WORK REQUIRED
Please report each line in the data below that contains the word "stone".

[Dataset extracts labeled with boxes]
★ ★ ★ ★ ★

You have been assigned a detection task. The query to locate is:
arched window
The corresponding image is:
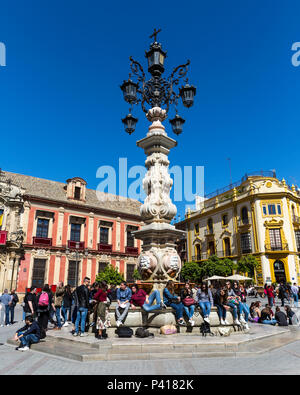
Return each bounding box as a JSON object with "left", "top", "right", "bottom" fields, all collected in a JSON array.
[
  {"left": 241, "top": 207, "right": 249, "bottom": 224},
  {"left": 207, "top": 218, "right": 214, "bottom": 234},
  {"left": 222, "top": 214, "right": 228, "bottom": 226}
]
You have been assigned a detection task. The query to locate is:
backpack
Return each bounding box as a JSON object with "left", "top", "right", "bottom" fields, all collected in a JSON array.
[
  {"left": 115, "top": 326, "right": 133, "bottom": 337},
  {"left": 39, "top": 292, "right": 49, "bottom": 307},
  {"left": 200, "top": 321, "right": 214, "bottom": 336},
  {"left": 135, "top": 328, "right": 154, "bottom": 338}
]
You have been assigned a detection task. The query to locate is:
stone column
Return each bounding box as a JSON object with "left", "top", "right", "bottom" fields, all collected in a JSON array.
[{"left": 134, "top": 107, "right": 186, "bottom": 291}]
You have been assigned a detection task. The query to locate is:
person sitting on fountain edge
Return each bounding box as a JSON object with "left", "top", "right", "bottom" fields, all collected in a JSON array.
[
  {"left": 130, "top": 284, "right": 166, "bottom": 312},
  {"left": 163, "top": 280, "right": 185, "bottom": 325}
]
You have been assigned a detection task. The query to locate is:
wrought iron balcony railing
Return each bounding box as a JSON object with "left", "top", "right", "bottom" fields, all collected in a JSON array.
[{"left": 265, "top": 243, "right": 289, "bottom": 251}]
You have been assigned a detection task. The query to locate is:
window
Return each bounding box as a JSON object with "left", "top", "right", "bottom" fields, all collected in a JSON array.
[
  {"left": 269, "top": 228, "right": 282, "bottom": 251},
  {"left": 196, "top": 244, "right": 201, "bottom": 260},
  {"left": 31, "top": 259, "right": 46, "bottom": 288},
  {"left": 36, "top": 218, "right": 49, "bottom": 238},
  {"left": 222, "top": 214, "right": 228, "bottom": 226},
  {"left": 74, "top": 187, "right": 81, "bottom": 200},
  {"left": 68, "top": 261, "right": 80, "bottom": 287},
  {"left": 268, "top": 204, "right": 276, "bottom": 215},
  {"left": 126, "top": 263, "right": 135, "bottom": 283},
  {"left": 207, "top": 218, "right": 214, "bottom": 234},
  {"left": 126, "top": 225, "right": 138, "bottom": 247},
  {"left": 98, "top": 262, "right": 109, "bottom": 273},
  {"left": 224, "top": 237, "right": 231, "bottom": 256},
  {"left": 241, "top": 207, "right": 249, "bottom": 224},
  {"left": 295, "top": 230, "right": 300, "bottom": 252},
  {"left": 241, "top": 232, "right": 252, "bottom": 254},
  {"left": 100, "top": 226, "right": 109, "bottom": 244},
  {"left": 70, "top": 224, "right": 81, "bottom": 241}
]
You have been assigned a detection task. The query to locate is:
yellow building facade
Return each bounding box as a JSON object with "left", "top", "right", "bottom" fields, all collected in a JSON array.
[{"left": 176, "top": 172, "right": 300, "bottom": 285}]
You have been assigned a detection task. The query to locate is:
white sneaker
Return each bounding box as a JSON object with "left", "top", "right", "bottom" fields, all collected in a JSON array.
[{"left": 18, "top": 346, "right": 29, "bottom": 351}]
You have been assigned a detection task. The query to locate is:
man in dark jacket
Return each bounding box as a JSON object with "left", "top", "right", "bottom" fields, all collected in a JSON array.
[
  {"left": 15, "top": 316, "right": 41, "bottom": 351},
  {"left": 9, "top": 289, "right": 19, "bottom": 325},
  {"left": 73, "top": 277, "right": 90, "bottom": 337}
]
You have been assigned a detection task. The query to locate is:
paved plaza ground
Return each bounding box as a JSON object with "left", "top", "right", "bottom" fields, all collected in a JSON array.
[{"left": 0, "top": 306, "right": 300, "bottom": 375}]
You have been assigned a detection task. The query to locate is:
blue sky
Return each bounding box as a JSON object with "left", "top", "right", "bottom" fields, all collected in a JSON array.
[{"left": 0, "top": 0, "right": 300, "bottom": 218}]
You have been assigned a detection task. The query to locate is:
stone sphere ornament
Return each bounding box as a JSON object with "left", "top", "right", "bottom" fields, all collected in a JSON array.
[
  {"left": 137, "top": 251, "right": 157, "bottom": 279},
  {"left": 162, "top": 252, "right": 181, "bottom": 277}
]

★ ★ ★ ★ ★

RESULT OF THIS TASK
stone column
stone sphere ornament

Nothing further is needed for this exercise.